== TEXTE FOURNI ==
· · ·
Juste après son arrivée au pouvoir en 2003, l'establishment de Washington a vu Lula comme un modéré fiable, le contraire des « démagogues perturbateurs » comme Hugo Chavez, Evo morales Nestor Kirchner. L'ancien ministre des affaires étrangères du Mexique, Jorge Castañeda, dans son fameux livre « Ce qui reste de la gauche : récit des gauches latino-américaines» considère Lula comme sensé et pragmatique (dans le bon sens du terme) et l'oppose à la « mauvaise gauche » de Chavez et compagnie qu'il qualifie de « populiste » et « d’anti-américaine. »

 

Mais la qualification positive de l'action de Lula a changé en 2010 et elle a changé non pas suite aux politiques domestiques de Lula mais à cause de sa politique étrangère, en particulier de sa reconnaissance de l'État palestinien sur la base des frontières d'avant 1967 après quoi une demi-douzaine d'autres Gouvernements latino-américains ont fait la même chose. La même année, Lula, selon les mots de Reuters, « a irrité Washington » à cause de ses conversations avec Mahmoud Ahmadinejad et de sa défense du programme d'énergie nucléaire de l’Iran.

 

Après cela, Lula n'était plus un « bon homme de gauche » ou une réponse saine au populisme irresponsable mais était devenu un populiste. Le Wall Street Journal intitulait un article sur le premier tour des élections présidentielles que  Lula a gagné contre Bolsonaro le 2 octobre « Le populisme gagne les élections brésiliennes. » L'auteur de l’article, Mary Anastasia O’Grady, éditrice du journal, écrivait: « Encore une fois, le candidat Lula promet de la modération. Son avantage politique est son image de populiste bienveillant. »
· · ·
== DONNÉES EXTRAITES ==
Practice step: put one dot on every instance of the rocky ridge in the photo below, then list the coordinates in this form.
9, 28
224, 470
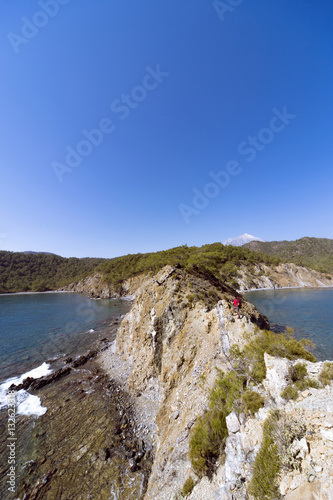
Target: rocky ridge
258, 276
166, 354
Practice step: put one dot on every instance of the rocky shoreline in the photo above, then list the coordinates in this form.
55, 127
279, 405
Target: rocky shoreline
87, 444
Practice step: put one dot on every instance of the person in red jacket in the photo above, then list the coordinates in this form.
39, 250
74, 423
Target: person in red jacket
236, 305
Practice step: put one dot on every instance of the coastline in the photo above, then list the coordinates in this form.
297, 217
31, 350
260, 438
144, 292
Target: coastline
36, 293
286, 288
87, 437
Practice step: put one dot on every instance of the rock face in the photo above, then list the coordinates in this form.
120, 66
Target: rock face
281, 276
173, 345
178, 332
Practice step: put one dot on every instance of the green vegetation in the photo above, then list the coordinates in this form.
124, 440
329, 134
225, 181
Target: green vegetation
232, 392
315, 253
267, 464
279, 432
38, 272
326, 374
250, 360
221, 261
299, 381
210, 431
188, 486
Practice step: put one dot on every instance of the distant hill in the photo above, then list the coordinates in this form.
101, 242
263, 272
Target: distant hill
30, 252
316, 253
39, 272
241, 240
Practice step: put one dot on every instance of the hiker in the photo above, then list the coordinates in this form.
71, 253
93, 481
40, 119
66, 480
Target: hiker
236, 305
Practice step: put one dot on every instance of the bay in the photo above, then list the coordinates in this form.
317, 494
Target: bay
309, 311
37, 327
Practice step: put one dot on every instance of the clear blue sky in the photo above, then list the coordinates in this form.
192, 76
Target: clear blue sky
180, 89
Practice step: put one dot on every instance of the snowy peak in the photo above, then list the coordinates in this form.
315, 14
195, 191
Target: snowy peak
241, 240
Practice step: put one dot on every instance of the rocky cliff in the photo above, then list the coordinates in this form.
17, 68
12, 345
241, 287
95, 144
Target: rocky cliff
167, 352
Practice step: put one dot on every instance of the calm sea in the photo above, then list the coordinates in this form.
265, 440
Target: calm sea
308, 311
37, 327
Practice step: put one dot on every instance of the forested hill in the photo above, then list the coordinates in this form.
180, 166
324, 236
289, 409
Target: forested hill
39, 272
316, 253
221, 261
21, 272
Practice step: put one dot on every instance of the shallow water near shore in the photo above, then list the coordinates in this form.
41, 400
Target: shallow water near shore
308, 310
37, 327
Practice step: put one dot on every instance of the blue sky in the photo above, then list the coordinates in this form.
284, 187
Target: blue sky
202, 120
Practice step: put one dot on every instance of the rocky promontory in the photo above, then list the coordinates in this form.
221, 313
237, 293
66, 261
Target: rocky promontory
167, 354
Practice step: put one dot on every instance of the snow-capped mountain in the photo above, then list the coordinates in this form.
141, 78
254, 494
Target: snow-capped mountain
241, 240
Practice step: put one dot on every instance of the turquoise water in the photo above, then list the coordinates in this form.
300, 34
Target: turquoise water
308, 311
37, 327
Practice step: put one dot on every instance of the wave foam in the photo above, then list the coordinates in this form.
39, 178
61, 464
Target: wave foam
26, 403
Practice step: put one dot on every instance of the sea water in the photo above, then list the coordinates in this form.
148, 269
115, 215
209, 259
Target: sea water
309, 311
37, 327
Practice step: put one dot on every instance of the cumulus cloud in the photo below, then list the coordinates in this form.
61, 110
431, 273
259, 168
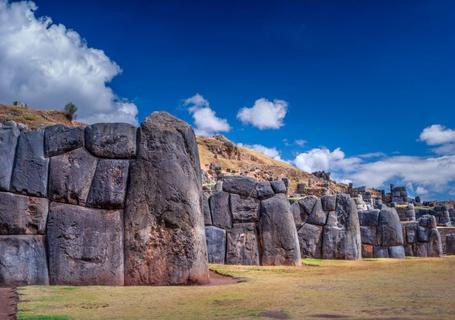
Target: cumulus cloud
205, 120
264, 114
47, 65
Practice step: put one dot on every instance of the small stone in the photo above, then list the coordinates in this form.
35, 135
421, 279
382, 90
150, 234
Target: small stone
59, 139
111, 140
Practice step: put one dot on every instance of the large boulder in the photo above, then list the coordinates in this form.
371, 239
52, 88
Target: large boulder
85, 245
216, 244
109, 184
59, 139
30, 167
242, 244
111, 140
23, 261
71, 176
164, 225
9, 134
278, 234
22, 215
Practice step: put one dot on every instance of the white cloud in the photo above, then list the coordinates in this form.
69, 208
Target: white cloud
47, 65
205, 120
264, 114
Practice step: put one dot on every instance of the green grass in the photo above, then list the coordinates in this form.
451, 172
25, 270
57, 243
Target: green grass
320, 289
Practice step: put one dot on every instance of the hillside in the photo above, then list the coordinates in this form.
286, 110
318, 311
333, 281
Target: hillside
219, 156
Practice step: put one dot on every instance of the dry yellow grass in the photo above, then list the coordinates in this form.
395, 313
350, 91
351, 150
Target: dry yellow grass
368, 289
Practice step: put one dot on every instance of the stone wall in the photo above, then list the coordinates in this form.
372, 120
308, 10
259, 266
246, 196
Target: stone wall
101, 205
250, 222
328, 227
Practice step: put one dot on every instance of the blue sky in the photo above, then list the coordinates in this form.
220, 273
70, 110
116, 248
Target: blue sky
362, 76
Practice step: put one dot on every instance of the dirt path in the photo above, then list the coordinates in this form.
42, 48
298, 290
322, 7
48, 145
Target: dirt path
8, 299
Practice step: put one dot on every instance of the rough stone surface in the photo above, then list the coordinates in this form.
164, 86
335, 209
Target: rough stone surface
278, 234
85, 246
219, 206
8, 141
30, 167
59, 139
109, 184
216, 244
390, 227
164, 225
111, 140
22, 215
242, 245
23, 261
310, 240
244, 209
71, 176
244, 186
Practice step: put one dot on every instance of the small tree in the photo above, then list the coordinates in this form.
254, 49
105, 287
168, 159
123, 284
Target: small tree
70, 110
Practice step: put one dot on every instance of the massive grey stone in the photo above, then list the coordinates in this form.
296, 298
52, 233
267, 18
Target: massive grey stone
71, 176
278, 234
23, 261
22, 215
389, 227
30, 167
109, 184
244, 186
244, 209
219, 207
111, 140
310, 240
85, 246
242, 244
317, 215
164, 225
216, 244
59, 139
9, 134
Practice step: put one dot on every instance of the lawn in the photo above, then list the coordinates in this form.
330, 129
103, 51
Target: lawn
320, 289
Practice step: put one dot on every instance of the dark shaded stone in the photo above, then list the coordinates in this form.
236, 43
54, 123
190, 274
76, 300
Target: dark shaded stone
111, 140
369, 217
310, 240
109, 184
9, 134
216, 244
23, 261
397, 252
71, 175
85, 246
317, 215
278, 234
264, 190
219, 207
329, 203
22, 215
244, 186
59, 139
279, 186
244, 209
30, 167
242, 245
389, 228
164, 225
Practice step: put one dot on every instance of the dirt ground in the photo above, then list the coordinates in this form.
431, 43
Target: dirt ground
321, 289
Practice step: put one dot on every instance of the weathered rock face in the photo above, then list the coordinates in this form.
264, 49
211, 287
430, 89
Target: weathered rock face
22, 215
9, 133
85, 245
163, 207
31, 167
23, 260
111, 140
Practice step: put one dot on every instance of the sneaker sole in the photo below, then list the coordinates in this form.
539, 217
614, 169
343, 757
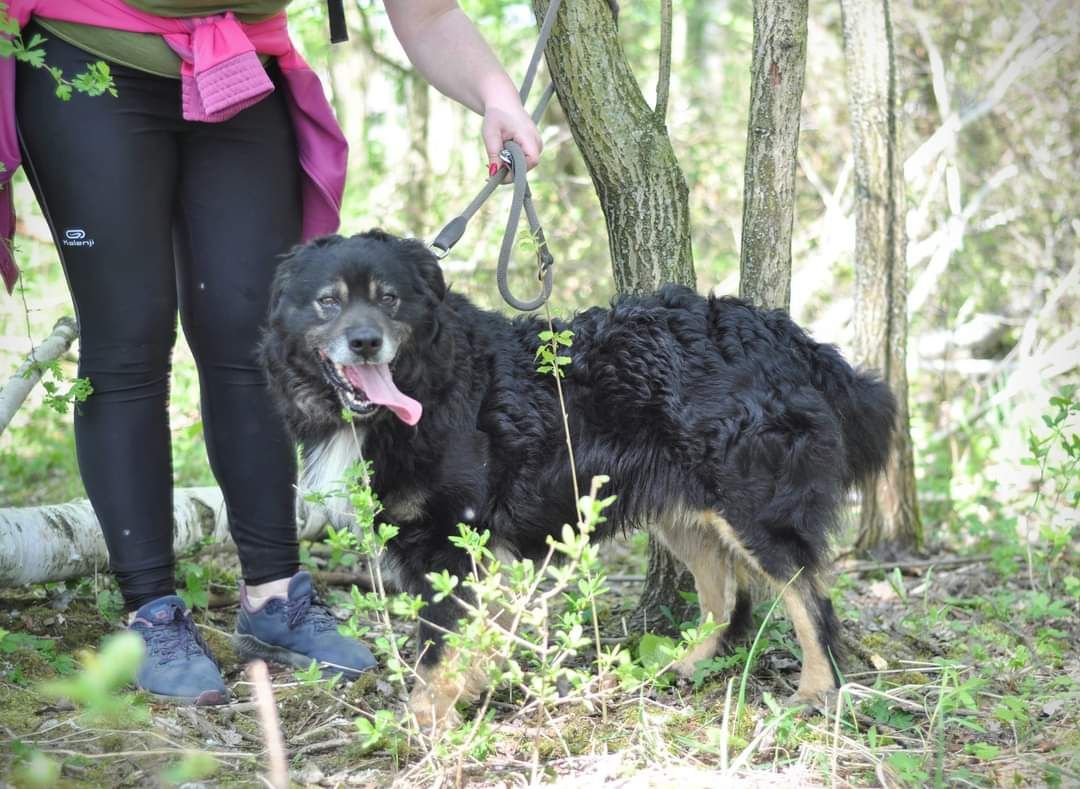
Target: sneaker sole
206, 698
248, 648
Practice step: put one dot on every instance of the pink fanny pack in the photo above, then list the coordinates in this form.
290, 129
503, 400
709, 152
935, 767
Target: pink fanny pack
· · ·
== CONSIGNE ==
Rédigez la suite du texte sur la façon dont Washington et la presse américaine ont jugé Lula, en partant de sa dernière phrase.

== PRODUCTION ATTENDUE ==
La rhétorique est un élément important du populisme mais dans le cas de Lula, ce qui préoccupe les États-Unis, ce sont les actions concrètes qui pourraient miner l’hégémonie nord-américaine. Cette menace vient essentiellement des 5 pays économiquement forts qui composent le BRICS: le Brésil, la Russie, l'Inde, la Chine et l'Afrique du Sud. À Washington, les analystes sceptiques ont appelé les sommets du BRICS « ateliers de sales coups » de Gouvernement qui ont peu ou rien en commun. C'était le sens du tweet de Mike Pompeo juste avant la fin de sa période comme secrétaire d'État. Pompeo écrivait : « Vous souvenez-vous du BRICS ? » Et ensuite, il insinuait que la crainte de l'Inde et du Brésil envers la Russie et la Chine a rendu cette organisation totalement inopérante.

 

Dans une interview accordé de sa prison en 2019, Lula déclarait:  « Le BRICS n'a pas été créé en tant qu'instrument de défense mais pour être un instrument d'attaque. » Ses références au BRICS, à la CELAC (dont Bolsonaro s'est retiré) et à l’UNASUR pendant la campagne électorale ont renforcé ce message. Après avoir rencontré Lula le lendemain des élections, le président argentin Alberto Fernandez a dit : « Avec Lula, maintenant, l’Argentine va avoir un activistes dans notre effort » pour intégrer le BRICS.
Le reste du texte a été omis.